--- DATA TO EXAMINE Enclosed Below ---

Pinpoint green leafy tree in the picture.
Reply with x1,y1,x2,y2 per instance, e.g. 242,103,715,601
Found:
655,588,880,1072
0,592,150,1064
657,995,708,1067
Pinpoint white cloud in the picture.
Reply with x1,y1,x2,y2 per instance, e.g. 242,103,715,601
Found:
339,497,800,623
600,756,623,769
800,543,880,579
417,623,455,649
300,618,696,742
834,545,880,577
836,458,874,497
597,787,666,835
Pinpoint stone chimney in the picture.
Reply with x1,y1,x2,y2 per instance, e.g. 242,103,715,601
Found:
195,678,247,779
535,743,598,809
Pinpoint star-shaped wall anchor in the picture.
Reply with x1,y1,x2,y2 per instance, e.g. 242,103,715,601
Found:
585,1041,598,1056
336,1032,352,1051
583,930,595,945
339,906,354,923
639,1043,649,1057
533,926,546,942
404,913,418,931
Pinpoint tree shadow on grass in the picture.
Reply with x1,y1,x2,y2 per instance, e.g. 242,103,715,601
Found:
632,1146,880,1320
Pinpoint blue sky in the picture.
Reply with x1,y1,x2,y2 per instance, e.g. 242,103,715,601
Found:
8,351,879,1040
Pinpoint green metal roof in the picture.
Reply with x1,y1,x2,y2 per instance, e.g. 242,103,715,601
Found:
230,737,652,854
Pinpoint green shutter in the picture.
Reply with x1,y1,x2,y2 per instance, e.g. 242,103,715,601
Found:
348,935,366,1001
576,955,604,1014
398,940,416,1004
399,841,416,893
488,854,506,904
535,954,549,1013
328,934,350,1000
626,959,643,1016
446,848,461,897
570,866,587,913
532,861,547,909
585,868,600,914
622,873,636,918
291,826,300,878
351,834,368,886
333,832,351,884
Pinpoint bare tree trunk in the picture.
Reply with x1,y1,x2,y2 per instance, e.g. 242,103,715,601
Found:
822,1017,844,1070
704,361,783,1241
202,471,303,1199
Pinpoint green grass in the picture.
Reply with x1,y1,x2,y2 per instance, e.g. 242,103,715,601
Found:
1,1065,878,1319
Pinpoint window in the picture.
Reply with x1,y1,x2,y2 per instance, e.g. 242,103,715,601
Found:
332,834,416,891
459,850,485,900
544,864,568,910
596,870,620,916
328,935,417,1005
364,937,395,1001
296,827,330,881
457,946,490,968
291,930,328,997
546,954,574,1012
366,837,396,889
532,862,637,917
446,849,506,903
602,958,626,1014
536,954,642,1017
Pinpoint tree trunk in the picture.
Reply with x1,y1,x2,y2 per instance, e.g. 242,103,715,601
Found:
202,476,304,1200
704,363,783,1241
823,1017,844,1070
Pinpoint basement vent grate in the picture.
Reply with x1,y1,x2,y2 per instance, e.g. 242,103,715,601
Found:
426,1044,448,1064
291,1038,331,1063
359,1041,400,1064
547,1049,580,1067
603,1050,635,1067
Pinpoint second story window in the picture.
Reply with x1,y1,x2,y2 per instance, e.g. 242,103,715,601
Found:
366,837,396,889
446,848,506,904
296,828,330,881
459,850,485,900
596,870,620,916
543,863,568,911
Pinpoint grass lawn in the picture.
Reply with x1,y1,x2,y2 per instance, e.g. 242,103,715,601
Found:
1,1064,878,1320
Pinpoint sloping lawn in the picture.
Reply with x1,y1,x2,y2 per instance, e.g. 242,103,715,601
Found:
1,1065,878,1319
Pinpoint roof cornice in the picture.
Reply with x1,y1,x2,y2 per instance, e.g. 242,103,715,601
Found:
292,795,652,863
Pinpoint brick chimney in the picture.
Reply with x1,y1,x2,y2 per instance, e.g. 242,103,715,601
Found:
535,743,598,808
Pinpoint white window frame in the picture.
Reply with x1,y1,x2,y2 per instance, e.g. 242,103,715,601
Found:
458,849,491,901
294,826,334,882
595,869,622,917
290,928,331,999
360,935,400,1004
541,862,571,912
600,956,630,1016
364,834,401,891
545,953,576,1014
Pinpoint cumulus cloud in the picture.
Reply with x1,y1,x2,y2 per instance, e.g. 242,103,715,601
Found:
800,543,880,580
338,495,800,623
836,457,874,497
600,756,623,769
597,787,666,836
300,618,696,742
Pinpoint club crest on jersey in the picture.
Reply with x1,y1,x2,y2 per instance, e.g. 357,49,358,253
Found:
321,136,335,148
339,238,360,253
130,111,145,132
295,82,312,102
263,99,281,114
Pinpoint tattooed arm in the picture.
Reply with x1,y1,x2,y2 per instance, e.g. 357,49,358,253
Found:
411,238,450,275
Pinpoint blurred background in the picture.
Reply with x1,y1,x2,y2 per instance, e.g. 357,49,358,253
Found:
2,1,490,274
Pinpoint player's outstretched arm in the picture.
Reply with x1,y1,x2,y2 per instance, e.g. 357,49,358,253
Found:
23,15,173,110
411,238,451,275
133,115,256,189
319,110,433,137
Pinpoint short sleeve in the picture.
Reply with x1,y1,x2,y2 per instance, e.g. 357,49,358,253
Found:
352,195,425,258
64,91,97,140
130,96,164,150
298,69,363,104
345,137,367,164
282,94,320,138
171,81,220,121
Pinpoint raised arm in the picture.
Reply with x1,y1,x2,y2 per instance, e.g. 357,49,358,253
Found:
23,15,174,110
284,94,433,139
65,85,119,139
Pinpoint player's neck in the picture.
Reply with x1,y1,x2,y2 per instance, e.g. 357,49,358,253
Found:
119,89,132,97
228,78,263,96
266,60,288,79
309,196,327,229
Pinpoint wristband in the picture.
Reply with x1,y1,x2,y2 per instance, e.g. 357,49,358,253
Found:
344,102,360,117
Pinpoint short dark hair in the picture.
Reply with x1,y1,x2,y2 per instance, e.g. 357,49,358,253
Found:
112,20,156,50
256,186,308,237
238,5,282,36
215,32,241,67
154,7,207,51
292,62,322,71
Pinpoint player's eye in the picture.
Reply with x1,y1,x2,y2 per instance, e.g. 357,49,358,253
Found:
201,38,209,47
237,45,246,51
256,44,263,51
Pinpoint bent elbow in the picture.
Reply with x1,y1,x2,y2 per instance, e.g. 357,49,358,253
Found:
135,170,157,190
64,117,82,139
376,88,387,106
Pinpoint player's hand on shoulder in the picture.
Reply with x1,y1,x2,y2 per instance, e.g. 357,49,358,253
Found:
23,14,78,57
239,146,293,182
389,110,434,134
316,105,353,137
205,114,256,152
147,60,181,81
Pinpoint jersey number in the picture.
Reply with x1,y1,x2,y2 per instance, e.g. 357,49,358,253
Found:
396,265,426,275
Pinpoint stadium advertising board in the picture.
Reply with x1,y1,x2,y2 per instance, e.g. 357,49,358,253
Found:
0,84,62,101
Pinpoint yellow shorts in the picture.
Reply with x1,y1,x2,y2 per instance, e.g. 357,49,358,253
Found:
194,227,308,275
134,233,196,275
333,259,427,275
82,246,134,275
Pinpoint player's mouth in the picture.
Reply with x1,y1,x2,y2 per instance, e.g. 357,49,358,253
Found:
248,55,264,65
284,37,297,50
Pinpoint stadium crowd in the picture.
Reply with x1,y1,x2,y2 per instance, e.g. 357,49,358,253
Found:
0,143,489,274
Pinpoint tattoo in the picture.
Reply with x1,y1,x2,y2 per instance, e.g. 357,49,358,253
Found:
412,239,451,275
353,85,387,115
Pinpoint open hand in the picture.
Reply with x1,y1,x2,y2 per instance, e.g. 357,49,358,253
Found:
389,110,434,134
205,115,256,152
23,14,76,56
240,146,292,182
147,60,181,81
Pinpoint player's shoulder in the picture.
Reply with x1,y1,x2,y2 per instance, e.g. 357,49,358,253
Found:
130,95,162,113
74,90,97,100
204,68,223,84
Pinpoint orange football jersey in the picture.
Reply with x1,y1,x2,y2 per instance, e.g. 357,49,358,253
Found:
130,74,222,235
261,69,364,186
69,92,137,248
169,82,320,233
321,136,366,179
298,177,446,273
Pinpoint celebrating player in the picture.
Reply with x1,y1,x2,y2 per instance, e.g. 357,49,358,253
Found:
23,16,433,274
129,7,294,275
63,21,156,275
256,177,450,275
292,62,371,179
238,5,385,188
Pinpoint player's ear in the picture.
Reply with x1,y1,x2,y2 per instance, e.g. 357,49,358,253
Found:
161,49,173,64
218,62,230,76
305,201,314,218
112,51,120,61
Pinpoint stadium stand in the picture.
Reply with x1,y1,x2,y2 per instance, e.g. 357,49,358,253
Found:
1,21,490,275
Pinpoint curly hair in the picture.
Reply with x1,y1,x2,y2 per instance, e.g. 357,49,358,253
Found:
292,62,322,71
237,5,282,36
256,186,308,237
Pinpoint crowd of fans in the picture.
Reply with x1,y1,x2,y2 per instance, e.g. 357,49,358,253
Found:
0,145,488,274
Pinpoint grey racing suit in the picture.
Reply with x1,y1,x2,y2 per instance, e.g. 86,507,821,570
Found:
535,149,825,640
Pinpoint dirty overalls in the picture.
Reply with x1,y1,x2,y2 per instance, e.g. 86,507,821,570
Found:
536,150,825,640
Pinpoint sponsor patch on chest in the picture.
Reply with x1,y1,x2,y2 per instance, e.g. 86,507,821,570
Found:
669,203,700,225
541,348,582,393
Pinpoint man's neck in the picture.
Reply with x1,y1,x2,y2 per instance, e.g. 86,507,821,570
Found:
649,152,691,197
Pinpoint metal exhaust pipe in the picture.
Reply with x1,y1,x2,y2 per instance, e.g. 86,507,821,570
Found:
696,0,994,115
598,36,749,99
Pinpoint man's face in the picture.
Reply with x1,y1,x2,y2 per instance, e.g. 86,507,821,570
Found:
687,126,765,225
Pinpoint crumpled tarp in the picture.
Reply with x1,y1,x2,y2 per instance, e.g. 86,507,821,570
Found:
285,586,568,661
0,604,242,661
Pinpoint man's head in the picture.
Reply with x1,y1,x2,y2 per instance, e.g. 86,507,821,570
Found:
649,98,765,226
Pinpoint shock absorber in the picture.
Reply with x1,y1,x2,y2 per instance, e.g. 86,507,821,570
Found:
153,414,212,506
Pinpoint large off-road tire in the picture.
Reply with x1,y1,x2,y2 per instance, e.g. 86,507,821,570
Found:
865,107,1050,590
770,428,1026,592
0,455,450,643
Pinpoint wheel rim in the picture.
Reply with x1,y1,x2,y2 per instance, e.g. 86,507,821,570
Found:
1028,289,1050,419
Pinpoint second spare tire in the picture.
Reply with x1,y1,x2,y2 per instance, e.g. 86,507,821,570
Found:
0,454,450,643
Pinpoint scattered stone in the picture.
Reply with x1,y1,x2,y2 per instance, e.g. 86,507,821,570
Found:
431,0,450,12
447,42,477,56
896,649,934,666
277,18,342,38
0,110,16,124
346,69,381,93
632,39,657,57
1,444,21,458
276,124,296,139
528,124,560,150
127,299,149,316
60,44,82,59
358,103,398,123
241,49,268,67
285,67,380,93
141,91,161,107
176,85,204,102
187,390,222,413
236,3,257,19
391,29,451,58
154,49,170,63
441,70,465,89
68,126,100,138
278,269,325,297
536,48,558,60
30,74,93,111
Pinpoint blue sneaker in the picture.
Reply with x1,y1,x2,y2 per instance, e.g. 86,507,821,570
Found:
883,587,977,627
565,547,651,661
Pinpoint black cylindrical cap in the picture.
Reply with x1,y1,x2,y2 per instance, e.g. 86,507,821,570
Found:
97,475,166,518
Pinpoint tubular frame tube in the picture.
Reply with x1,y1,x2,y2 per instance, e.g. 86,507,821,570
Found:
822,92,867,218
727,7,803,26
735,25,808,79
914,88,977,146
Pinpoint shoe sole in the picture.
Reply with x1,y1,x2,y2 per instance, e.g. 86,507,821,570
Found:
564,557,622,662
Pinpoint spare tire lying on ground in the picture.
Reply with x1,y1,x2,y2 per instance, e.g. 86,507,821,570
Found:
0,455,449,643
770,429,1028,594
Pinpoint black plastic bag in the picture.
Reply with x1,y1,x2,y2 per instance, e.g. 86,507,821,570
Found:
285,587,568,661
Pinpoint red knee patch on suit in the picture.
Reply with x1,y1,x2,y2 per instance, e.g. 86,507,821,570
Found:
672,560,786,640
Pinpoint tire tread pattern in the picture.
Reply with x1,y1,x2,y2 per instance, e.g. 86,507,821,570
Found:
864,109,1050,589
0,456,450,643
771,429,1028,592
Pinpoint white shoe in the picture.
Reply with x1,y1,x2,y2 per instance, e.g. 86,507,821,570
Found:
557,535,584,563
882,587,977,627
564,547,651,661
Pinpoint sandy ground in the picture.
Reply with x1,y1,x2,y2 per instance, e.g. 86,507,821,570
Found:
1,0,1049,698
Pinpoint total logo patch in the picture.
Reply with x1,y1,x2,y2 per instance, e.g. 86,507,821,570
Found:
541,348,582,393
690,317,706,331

--- End of Enclosed DATA TO EXAMINE ---

■ TASK PROMPT: Which lines in the records above contain the word "black"? Copy each one.

■ RESPONSE BOX:
Pinpoint black cylindrical cap in the picture.
Pinpoint black plastic bag in the picture.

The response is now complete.